→ **TEXT PROVIDED**
----
JOIN

 Problem Statement

Problem Statement for MultiplicationTable

### Problem Statement

Fox Ciel is creating a new binary operation.

The operation will be denoted * and it will be defined on the finite set S = {0, 1, 2, ..., n-1}. I.e., for each ordered pair of elements of S the operation will return some element of S. The operation can be described by its "multiplication table": a square table where in row i and column j we have the result returned by the operation i*j. Ciel has already filled in row 0 of this table: for each j we know that 0 * j = firstRow[j].

Ciel's operation doesn't have to be symmetric: it is possible that for some i and j the operations i*j and j*i return two different values. However, Ciel does want her operation to be associative: for all a,b,c in S, (a*b)*c must be equal to a*(b*c). (Note that this includes cases when some or all of a,b,c are equal to each other.)
----
→ **EXERCISE OBJECTIVE**
According to the MultiplicationTable problem statement, which row of the table has Ciel already filled in?

→ **PROVIDED DATA**
----
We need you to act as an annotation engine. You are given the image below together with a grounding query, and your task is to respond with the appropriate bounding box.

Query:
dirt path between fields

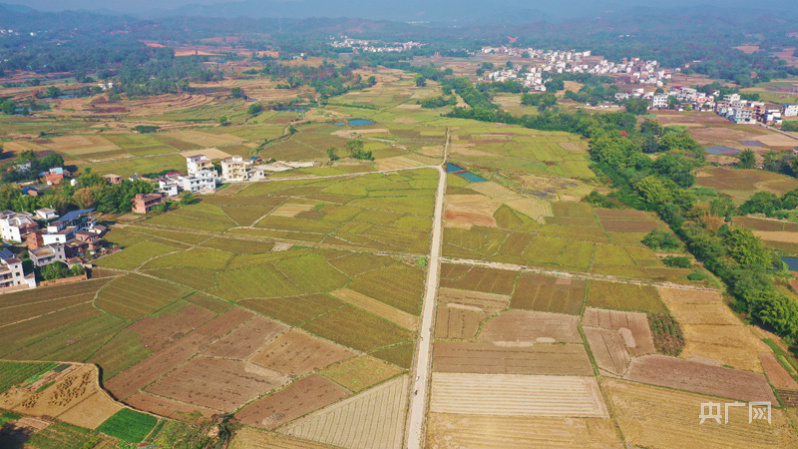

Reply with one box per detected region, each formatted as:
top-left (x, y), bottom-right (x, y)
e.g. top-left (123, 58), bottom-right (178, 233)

top-left (405, 128), bottom-right (451, 449)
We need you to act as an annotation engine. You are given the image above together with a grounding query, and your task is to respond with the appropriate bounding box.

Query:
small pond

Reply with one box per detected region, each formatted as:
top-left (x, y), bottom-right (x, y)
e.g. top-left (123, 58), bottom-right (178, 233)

top-left (781, 257), bottom-right (798, 271)
top-left (349, 119), bottom-right (374, 126)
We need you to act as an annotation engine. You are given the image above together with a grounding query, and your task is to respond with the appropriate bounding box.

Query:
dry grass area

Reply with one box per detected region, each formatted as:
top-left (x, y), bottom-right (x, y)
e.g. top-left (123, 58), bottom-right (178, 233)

top-left (0, 364), bottom-right (122, 429)
top-left (280, 376), bottom-right (409, 449)
top-left (330, 288), bottom-right (418, 331)
top-left (427, 413), bottom-right (626, 449)
top-left (432, 341), bottom-right (593, 376)
top-left (250, 329), bottom-right (356, 376)
top-left (430, 373), bottom-right (608, 418)
top-left (602, 379), bottom-right (798, 449)
top-left (624, 355), bottom-right (776, 404)
top-left (479, 310), bottom-right (582, 343)
top-left (657, 288), bottom-right (769, 373)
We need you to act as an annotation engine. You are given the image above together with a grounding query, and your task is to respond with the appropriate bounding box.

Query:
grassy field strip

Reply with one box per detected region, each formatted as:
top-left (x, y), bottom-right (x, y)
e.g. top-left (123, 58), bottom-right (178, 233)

top-left (330, 288), bottom-right (418, 332)
top-left (441, 257), bottom-right (718, 293)
top-left (280, 376), bottom-right (410, 449)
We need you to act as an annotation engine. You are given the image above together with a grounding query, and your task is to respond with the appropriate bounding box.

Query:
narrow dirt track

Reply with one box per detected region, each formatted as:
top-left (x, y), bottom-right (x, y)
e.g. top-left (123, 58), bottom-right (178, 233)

top-left (405, 129), bottom-right (449, 449)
----
→ **RESPONSE TO THE EXERCISE**
Row 0, where 0 * j = firstRow[j] for each j.